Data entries
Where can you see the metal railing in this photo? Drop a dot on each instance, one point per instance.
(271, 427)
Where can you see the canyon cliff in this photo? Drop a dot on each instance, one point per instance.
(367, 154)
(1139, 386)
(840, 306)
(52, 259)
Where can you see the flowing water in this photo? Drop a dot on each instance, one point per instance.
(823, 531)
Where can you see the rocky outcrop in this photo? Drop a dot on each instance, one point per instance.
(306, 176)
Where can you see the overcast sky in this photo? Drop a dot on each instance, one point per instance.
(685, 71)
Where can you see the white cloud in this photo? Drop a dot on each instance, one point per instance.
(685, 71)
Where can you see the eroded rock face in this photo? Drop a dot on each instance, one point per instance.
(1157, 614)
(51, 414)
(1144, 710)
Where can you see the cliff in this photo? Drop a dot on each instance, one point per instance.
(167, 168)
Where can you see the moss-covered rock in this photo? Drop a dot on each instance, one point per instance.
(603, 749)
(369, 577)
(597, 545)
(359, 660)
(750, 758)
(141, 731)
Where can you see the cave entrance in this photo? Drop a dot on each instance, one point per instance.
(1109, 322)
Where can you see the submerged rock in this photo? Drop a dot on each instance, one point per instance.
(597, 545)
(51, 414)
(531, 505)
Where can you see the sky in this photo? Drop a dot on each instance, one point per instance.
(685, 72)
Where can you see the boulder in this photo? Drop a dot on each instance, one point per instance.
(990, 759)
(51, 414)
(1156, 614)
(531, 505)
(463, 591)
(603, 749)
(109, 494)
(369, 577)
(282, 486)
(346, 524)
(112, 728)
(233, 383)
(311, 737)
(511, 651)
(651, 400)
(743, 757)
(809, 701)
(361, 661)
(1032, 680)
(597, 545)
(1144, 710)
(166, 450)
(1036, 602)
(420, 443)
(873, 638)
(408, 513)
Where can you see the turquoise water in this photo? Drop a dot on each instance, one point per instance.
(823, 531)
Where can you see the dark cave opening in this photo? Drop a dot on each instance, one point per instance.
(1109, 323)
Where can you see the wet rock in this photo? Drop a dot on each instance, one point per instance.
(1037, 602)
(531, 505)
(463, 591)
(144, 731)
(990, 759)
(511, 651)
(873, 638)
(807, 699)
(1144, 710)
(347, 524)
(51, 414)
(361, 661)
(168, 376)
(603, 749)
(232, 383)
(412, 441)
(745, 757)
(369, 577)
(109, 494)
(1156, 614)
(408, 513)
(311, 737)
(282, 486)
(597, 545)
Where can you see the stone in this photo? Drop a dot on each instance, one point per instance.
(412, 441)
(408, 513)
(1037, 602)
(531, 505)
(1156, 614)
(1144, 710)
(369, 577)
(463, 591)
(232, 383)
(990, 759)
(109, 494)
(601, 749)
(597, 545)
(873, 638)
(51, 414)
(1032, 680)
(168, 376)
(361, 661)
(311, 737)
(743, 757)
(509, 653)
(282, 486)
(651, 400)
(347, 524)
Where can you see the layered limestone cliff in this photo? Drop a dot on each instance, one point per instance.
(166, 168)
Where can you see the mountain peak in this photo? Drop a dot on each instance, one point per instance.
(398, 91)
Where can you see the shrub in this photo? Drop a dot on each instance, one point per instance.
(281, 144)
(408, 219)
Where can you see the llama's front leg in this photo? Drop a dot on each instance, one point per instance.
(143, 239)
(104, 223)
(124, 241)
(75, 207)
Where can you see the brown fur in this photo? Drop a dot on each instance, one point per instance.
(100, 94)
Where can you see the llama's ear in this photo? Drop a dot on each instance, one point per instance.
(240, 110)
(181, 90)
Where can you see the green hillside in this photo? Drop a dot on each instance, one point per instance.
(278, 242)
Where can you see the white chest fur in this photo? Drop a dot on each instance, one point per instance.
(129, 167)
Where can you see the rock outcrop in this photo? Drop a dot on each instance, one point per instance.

» SHORT TASK
Reproduce every entry above line for line, without changing a word.

» ANSWER FOR THE TASK
Where can you see the metal railing in this photo? Drop a dot on each instance, one point per instance.
(271, 427)
Where can you see the canyon cliff in this photo? Drop a dot on each instance, one point per instance.
(367, 154)
(1139, 386)
(840, 306)
(52, 259)
Where can you see the flowing water in this photo? Drop a dot on each instance, one point per instance.
(823, 531)
Where can you see the rocky outcrop in this photo? Drop a dot on each instance, one point per instance.
(306, 176)
Where can you see the overcast sky in this photo? Drop a dot on each instance, one point per instance.
(685, 71)
Where can you see the white cloud in this photo? Drop a dot on each instance, one point per instance.
(685, 71)
Where can you see the eroded rock face in this photo? Drop a dot on each instance, one point per instance.
(1157, 614)
(51, 414)
(1144, 710)
Where can you see the cliff in this photo? Drop a dot on each instance, one point per instance.
(167, 168)
Where can you see the moss-covered rock in this photo? Drop a dot on each instance, one point per instance.
(603, 749)
(369, 577)
(597, 545)
(359, 660)
(750, 758)
(141, 731)
Where can you see the cave entrance in this photo? Drop a dot on each instance, one point per instance.
(1109, 322)
Where can you see the submerged rock in this photo? Drop a dot on each instance, one point per instance.
(597, 545)
(51, 414)
(531, 505)
Where can you see the sky in this photo? Drop a dot on each instance, one point per instance.
(685, 72)
Where can you see the boulder in this photo? Drop a dot on each instance, one point per instance.
(990, 759)
(51, 414)
(1156, 614)
(531, 505)
(463, 591)
(603, 749)
(109, 494)
(369, 577)
(282, 486)
(346, 524)
(112, 728)
(233, 383)
(311, 737)
(511, 651)
(651, 400)
(743, 757)
(809, 701)
(361, 661)
(1032, 680)
(597, 545)
(1144, 710)
(166, 450)
(1036, 602)
(420, 443)
(873, 638)
(408, 513)
Where can you see the turquoise water in this photo? Drop a dot on each instance, one point per instance.
(823, 531)
Where can you see the dark cave opening in this photo? Drop a dot on each instance, one point per instance.
(1109, 323)
Where can you see the wet rock in this photo? Drop a dot on each instance, one point per instance.
(1037, 602)
(531, 505)
(463, 591)
(144, 731)
(990, 759)
(511, 651)
(873, 638)
(807, 699)
(1144, 710)
(347, 524)
(51, 414)
(361, 661)
(168, 376)
(603, 749)
(232, 383)
(412, 441)
(745, 757)
(369, 577)
(109, 494)
(1156, 614)
(408, 513)
(311, 737)
(282, 486)
(597, 545)
Where can you see the stone in this photo? Drop a dot on each instance, one point per instance.
(412, 441)
(408, 513)
(1037, 602)
(531, 505)
(1156, 614)
(1144, 710)
(369, 577)
(463, 591)
(232, 383)
(990, 759)
(109, 494)
(601, 749)
(597, 545)
(873, 638)
(51, 414)
(1032, 680)
(168, 376)
(361, 661)
(311, 737)
(743, 757)
(509, 653)
(282, 486)
(651, 400)
(347, 524)
Where can you see the layered limestone cliff in this photo? Drop a dot on each instance, one point per instance.
(166, 168)
Where can you see the mountain peak in this photo? Drop a dot on each instance, one point per instance.
(398, 91)
Where can you see the shrub in this photo? Drop a dot on each instance, one point per instance.
(281, 144)
(408, 219)
Where can you see the llama's front leg in this photo? Drop a dot on each instance, one point per instance.
(143, 239)
(104, 223)
(124, 241)
(75, 207)
Where can you see the brown fur in this photo? Drop a dot on each instance, one point per instance.
(100, 94)
Where can you see the llama's ear in this photo? Drop a dot on each instance, one point per instance.
(240, 110)
(181, 90)
Where can you see the green hillside in this photo? Drop a dot on each instance, one point per instance.
(278, 242)
Where can you see the white chest fur in this photo? Drop a dot on each instance, one point per instance.
(129, 167)
Where can you see the rock outcrop in this photo? Drop a dot on each instance, one point per instance.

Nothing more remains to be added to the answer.